● **Parts of the exercise**
A – In the piece on the cost of body hair removal, what is £20-50 said to be equivalent to?
B – Please write what comes next in the piece on the cost of body hair removal, picking up after its final line.

***** Document extract

None IS an option, arsey person: DON’T CLICK ANYTHING. Lots of other people managed to work this out. In the old days, people used to say ‘good morning’ in the street if they wanted a bit of human contact. Why not try this instead of HARSHING my MELLOW with your angry messages?
KERCH-ING!
Is body hair a problem that you can get rid of by chucking money at, like Christmas?
Er, no.
Whether we like it or not, the majority of us spent around £20-50 in the last year getting rid of hair, although people also spent radically more or less. That’s the equivalent of one to three bottles of mid-price gin. What does it go on?
One of the 113 people in the £20-50 bracket spent the money on incredibly cheap laser hair removal – presumably enough to zap one earlobe. 28 people used the money to get their twatmin done professionally, and the rest seem to have splurged their gin money on razors, home waxing, epilators, depilatory cream, and tweezers – hundreds of pairs of platinum-coated tweezers.
Is it worth it? Some of you seemed CROSS:
Oh dear, I don’t like adding it up.
Extortionate!
I don’t know how much I’ve spent. Far too much for my poor vulnerable bank account, I suspect.
Far too expensive! Rar.
It’s expensive, it takes ages out of my life, and the damn stuff always grows back It is NOT FAIR!

**********
***** Records

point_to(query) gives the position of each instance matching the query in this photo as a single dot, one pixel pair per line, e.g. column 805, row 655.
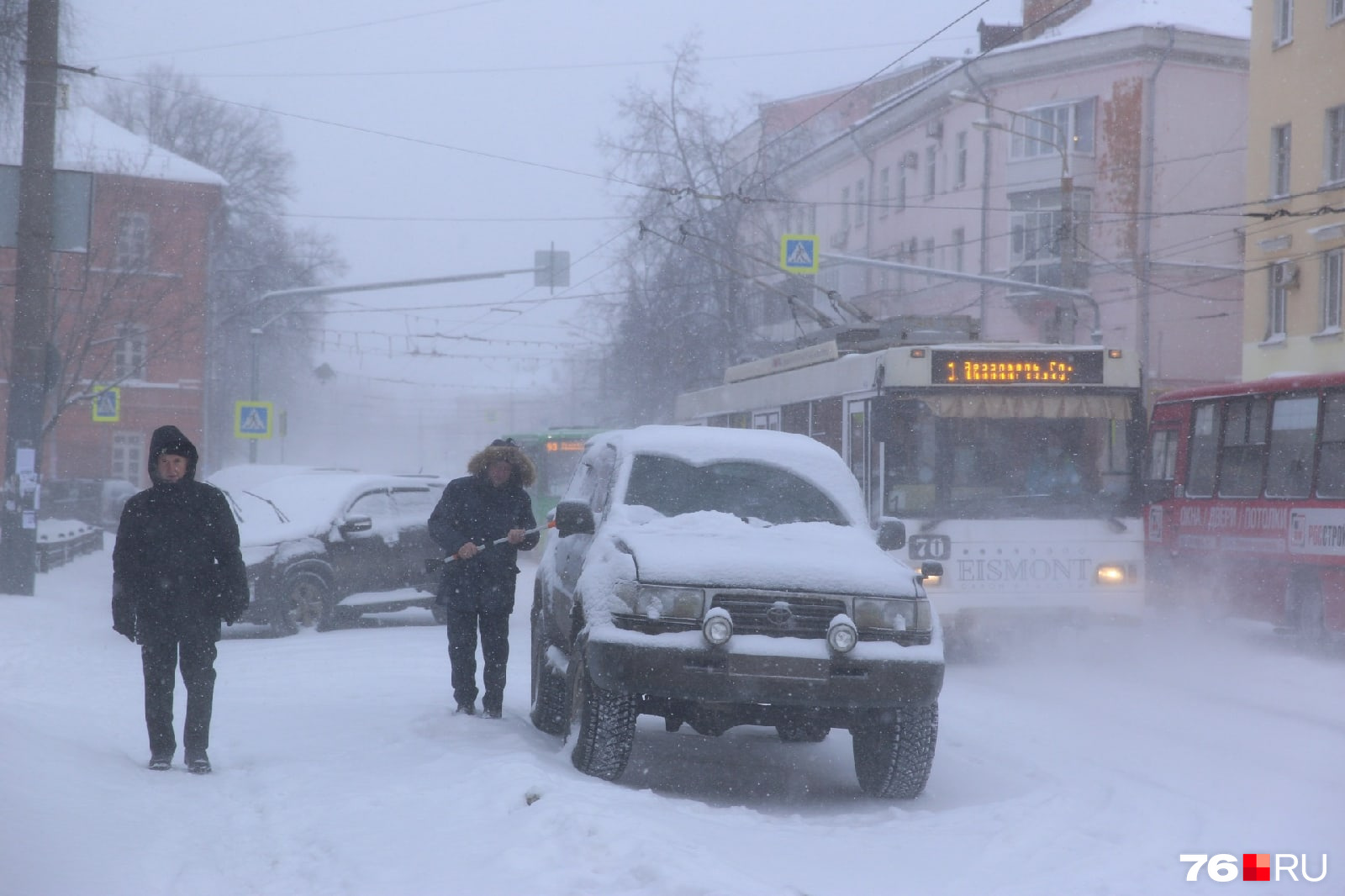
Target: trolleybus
column 1247, row 501
column 556, row 454
column 1013, row 466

**********

● **Answers to the exercise**
A – One to three bottles of mid-price gin.

B –
What about the big spenders? Of the 13 women who spent over £500 on hair removal, nine had invested in laser hair removal, two in electrolysis, and six in professional waxing. Yet nearly all of the same women were continuing to use not only tweezers (11 out of the 13) but razors (10 out of the 13) and in fact every single other hair removal option on the list, thus neatly dispelling the idea that expensive hair removal procedures remove the need to use all the other stuff.
Interestingly, of the women who said they’d spent nothing at all on body hair removal in the last year (and there were 46 of you who didn’t), only 13 actually chose not to remove their body hair at all. The remaining women all engaged in some form of hair removal from pretty much every body zone on the list, varying in frequency from ‘most days’ to once or twice a year. What’s this? FREE HAIR REMOVAL? Sorry. Only two of those people said that despite not spending anything, they’d somehow managed to wangle free professional waxing. The rest simply squeezed maximum use out of their tweezers, razors, epilators and depilatory cream.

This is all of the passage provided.